_SOURCE EXCERPT_.
After a whole two weeks worth of work, the driver is more or less
complete (inasmuch as it works for me), and now I'd like to find some
other people to test it before I slap it into the tree. I'm especially
interested in testers for FreeBSD 3.0-current: I initially developed
this driver for FreeBSD 2.2.6 and have only been able to test it there.
I've made the necessary changes to make it compile on -current, but
I can't trash this machine to install a -current snapshot to test it
as it's now more or less in production.

The driver supports about a half-dozen Compaq Netelligent adapters and
Netflex integrated ethernet controllers. It also supports both the
ThunderLAN embedded physical interface (PHY) and external PHYs such as the
National Semiconductor DP83840A. It should also work with any other PHY
that is MII-compliant. With the DP83840A (or equivalent) PHY, both
10Mbps and 100Mbps in half or full duplex are supported. The ThunderLAN's
built-in PHY only supports 10Mbps. Modes can be set either manually or
through autonegotiation.

Although I have not tested it, it should also support some Texas Instruments
ethernet adapters based on the ThunderLAN chip as well.

The driver is available at the following places:

ftp.ctr.columbia.edu:/pub/misc/freebsd/thunderlan.tar.gz
ftp.freebsd.org:/pub/FreeBSD/incoming/thunderlan.tar.gz

The distribution includes if_tl.c, if_tlreg.h and a README which explains
how to build a kernel with ThunderLAN support.

So far I've only run limited tests, but they've been encouraging. I have
a Proliant servera with a 300Mhz Pentium Pro with 512K cache and 64MB RAM
running FreeBSD 2.2.6 attached to a Cisco Catalyst 2900 10/100 switch.

_INFORMATION GIVEN_.
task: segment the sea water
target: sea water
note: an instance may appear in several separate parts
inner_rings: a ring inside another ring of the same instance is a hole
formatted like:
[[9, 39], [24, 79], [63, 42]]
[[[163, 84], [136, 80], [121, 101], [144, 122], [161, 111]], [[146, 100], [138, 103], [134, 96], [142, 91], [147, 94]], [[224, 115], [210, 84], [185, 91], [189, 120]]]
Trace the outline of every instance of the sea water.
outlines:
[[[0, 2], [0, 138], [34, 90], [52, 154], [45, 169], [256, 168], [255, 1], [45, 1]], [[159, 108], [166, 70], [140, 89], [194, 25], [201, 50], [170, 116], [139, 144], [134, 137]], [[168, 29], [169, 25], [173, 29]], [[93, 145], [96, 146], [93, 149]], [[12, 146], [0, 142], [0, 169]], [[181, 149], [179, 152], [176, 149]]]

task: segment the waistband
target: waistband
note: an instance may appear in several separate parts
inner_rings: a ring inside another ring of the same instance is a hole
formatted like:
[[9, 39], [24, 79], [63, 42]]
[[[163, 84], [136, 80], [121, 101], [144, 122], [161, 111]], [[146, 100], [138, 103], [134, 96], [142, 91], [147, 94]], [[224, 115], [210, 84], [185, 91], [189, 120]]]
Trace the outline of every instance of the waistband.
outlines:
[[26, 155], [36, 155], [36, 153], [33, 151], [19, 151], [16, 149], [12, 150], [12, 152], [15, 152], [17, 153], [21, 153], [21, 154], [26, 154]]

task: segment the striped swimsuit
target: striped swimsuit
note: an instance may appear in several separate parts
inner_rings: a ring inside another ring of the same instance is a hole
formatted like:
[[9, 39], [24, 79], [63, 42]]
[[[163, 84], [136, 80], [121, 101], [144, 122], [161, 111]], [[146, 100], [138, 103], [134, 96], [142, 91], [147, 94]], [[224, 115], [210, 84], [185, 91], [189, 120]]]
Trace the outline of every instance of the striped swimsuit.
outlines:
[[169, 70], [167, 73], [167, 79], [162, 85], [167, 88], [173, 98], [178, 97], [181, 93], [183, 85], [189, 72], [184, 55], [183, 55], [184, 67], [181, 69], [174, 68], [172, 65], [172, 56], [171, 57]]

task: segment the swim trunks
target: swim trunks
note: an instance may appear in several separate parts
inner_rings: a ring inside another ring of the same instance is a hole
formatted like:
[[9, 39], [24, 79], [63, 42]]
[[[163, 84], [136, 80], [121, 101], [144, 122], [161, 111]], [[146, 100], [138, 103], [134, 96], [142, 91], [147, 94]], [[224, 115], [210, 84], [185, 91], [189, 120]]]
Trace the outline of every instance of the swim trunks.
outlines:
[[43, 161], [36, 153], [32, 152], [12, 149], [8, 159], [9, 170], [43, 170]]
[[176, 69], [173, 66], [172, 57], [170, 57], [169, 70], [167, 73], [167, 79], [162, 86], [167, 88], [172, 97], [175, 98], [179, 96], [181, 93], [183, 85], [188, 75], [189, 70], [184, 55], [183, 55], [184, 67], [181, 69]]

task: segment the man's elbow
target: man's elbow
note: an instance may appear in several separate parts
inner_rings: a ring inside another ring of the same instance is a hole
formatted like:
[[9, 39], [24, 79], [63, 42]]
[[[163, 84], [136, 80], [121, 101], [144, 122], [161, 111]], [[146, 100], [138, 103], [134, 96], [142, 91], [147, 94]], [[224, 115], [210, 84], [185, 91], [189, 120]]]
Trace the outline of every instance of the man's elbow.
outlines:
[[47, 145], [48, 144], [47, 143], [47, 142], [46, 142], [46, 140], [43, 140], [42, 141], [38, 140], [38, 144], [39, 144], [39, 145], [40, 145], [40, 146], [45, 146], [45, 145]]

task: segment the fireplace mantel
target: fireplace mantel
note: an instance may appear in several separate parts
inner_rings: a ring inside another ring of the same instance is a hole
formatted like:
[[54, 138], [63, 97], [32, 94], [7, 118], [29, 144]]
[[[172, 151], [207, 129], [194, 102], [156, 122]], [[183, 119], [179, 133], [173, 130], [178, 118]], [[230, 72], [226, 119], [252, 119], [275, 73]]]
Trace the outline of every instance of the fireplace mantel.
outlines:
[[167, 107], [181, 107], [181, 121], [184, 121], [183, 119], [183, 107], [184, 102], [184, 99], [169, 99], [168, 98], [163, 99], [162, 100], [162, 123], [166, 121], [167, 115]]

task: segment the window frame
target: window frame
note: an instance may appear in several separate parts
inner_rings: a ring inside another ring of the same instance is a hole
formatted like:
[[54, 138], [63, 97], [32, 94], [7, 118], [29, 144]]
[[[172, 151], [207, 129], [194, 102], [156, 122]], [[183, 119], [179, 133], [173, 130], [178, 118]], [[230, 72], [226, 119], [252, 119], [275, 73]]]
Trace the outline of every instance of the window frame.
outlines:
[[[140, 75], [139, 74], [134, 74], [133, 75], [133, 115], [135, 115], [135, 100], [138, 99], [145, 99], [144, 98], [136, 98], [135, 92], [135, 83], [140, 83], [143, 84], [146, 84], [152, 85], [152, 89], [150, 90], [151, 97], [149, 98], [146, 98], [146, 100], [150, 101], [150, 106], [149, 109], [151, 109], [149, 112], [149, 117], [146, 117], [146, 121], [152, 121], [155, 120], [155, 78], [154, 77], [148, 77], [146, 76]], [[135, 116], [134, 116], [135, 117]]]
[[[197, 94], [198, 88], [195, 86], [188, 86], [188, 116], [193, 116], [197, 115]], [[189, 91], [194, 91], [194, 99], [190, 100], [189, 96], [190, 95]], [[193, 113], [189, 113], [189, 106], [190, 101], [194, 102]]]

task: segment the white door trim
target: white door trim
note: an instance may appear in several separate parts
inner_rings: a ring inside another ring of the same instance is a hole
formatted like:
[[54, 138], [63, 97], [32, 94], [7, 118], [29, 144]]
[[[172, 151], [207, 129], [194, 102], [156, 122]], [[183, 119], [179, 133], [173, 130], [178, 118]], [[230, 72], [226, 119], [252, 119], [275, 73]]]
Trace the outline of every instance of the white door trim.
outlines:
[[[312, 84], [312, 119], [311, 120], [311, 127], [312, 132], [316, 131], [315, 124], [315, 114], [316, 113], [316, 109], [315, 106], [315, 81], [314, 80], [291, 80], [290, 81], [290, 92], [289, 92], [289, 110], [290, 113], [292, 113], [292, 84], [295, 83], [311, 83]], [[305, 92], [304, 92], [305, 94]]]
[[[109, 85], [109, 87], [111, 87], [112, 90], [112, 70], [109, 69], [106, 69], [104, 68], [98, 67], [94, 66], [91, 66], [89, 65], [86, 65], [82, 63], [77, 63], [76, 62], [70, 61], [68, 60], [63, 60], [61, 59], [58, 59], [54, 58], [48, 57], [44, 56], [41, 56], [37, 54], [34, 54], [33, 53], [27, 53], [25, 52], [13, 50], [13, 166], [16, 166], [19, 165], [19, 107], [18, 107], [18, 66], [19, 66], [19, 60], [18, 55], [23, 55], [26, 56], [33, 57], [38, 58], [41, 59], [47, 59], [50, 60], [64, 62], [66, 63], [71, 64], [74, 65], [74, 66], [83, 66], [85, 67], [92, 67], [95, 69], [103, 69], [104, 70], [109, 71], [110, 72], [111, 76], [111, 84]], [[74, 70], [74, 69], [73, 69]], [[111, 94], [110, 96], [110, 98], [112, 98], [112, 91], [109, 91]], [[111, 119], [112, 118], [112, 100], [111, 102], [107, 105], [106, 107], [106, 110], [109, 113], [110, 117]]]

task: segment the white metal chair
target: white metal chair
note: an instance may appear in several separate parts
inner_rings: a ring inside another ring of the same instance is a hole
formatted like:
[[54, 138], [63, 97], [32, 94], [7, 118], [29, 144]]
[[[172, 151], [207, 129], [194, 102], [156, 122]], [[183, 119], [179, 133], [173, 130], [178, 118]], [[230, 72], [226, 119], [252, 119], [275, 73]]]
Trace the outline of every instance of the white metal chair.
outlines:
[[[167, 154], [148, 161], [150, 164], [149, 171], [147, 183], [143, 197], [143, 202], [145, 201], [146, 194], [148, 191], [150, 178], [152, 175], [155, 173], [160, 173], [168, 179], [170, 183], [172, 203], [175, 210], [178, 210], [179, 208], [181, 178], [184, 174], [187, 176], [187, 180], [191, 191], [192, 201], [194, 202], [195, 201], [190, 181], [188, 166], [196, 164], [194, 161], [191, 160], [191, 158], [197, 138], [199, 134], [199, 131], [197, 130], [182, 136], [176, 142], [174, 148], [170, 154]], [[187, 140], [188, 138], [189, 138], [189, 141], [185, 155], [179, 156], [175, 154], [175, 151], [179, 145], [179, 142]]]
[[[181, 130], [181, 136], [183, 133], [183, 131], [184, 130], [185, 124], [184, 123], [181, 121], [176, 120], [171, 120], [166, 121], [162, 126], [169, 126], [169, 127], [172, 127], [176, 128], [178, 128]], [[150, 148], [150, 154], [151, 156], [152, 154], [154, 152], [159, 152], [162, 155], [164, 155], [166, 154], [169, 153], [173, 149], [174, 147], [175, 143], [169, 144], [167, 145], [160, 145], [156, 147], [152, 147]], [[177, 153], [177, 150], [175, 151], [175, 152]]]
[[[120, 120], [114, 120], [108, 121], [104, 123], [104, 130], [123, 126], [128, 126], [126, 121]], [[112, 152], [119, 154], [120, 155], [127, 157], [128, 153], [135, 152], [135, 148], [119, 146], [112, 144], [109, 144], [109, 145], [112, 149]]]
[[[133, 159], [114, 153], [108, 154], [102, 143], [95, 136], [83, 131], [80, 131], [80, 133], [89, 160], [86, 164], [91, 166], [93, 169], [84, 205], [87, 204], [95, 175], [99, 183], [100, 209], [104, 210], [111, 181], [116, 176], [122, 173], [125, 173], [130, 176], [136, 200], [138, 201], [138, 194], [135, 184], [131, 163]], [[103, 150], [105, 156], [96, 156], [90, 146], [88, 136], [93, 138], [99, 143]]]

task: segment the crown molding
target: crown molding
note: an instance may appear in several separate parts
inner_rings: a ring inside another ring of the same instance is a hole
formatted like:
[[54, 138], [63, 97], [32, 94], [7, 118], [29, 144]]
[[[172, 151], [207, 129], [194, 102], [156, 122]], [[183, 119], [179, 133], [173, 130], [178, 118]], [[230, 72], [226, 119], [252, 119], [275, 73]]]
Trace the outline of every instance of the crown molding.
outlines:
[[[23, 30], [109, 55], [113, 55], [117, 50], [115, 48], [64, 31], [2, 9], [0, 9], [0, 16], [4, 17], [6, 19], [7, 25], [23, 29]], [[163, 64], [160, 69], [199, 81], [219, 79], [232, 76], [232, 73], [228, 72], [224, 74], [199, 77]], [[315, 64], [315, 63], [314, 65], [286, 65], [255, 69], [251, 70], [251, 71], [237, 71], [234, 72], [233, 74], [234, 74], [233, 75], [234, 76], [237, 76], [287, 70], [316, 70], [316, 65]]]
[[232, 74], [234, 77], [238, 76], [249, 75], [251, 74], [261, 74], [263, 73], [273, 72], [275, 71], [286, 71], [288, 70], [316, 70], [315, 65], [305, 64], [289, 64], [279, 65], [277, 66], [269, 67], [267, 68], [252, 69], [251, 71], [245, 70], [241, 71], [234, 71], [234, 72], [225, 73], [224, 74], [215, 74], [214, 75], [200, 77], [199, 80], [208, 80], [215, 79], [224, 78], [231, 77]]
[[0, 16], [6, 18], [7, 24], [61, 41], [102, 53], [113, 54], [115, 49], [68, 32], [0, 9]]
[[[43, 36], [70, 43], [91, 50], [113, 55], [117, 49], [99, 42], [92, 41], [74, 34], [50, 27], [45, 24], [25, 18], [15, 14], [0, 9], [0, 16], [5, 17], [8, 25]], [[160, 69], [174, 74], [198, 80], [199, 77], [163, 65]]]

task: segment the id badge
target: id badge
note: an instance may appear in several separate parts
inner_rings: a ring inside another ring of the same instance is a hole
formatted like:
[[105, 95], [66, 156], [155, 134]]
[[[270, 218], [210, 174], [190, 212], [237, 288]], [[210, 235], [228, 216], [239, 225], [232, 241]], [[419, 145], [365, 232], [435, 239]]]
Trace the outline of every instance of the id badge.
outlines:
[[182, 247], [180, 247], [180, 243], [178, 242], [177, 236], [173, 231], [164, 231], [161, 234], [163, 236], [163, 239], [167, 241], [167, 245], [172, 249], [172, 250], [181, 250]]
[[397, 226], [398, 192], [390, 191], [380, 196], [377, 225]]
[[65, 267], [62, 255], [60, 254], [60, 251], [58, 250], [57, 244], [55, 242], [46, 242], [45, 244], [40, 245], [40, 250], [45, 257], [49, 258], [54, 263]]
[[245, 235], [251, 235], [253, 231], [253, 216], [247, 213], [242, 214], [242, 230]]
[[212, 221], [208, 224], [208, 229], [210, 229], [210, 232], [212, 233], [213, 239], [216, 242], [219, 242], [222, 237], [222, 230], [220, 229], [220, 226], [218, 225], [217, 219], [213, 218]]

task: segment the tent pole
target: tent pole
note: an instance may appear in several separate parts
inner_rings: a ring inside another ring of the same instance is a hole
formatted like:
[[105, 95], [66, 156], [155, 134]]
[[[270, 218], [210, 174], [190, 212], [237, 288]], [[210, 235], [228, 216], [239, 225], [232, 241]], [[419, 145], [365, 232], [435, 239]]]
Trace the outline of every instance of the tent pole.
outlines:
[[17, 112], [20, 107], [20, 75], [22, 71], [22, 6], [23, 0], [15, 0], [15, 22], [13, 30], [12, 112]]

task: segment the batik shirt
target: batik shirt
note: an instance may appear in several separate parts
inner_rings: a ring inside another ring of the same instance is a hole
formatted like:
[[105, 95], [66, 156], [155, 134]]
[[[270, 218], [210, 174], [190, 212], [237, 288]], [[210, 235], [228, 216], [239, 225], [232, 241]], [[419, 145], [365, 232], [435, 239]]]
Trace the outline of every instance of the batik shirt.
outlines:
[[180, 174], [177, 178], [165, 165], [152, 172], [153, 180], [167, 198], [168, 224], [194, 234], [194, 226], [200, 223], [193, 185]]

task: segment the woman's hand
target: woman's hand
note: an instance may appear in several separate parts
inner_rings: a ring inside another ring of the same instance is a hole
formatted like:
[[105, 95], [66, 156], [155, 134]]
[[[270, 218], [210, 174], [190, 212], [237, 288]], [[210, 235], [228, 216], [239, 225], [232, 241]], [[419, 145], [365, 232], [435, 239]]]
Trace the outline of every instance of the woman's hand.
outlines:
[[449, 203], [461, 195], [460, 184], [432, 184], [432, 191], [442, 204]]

_PROBLEMS_.
1. Answer these questions using the ThunderLAN driver announcement, one per line:
(a) For which FreeBSD version was the driver initially developed?
(b) What speed does the ThunderLAN's built-in PHY support?
(c) Which three items does the distribution include?
2. From the ThunderLAN driver announcement, reproduce the part that opens with the words containing "Although I have" and closes with "with ThunderLAN support.".
3. Write the next part of the ThunderLAN driver announcement, starting right after its final sentence.

_ANSWERS TO THE PROBLEMS_.
1.
(a) FreeBSD 2.2.6
(b) 10Mbps only
(c) if_tl.c, if_tlreg.h and a README

2.
Although I have not tested it, it should also support some Texas Instruments
ethernet adapters based on the ThunderLAN chip as well.

The driver is available at the following places:

ftp.ctr.columbia.edu:/pub/misc/freebsd/thunderlan.tar.gz
ftp.freebsd.org:/pub/FreeBSD/incoming/thunderlan.tar.gz

The distribution includes if_tl.c, if_tlreg.h and a README which explains
how to build a kernel with ThunderLAN support.

3.
I can achieve FTP transfers between this machine and a LoseNT Sewer 4.0 
system (with identical hardware except for extra RAM) at about 11.5MB/sec in
full duplex mode. The LoseNT machine is a little slower transmitting than
it is recveiving: transmitting from it to the FreeBSD system typically
runs at around 9.8Mb/sec. Transfers between the FreeBSD and another
LoseNT 4.0 Workstation machine, this one a Dell with an Intel EtherExpress 
Pro 100B card, average about 11.5MB/sec both ways.

I set up the driver to use PCI memory mapping to access the
ThunderLAN's registers as opposed to using programmed I/O, which is
what both the Linux and NetBSD drivers do. There probably isn't any
particular advantage to doing it this way, but it seemed niftier somehow.
I also set up the receive and transmit lists such that the chip DMA's
data directly between mbufs and its internal SRAM in order to avoid
buffer copies. The driver also includes ifmedia, multicast and BPF
support.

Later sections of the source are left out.